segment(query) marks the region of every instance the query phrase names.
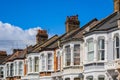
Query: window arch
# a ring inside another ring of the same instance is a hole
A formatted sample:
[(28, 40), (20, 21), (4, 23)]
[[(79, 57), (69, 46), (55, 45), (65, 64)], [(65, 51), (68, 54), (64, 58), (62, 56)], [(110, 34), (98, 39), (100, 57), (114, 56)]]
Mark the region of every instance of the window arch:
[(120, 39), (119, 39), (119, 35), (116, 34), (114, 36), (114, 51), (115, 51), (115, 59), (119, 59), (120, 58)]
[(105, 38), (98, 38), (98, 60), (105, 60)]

--

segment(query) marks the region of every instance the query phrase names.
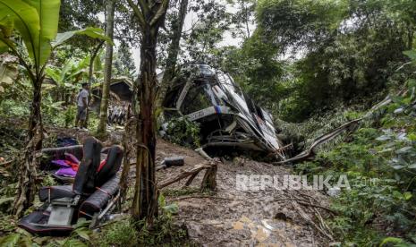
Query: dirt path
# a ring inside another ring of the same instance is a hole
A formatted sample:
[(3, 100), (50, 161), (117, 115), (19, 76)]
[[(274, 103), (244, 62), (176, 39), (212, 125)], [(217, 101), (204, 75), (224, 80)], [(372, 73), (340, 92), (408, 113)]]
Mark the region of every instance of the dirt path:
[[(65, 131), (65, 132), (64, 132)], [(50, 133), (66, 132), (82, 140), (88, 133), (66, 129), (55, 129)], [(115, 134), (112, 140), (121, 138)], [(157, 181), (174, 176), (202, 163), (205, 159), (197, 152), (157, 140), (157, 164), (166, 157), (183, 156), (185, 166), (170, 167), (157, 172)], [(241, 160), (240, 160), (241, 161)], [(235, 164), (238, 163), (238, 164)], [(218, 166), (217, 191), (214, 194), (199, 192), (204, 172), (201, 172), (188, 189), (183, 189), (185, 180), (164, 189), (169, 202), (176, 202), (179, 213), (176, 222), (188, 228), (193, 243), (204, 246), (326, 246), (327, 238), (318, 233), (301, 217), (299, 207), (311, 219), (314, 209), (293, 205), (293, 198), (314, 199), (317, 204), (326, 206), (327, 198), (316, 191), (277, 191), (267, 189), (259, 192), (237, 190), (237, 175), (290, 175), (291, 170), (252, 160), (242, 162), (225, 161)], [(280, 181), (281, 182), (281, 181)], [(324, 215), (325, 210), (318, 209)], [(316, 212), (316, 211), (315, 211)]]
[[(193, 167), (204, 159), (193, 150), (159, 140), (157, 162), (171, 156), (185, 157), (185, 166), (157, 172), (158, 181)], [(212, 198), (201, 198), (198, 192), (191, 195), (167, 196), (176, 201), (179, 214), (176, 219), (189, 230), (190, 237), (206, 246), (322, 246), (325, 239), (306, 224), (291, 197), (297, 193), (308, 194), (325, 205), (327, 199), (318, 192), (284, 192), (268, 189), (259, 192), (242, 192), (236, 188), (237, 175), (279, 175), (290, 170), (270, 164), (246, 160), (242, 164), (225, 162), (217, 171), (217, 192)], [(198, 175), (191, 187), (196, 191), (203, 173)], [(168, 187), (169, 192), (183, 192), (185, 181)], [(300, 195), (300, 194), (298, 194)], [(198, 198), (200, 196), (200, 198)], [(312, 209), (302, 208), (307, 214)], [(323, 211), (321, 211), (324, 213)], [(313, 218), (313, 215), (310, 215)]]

:: DIRECTIONS FOR THIS TASK ::
Gather every line in the two blocks above that contains the string "region", treating uppercase and lowercase letters as distinct. Copy each such line out in full.

:: THE RESULT ::
segment(query) marks the region of every instance the query phrase names.
Mark the region of every instance of the window arch:
segment(query) marks the region of every instance the query phrase names.
Mark the region of every instance of the dirt path:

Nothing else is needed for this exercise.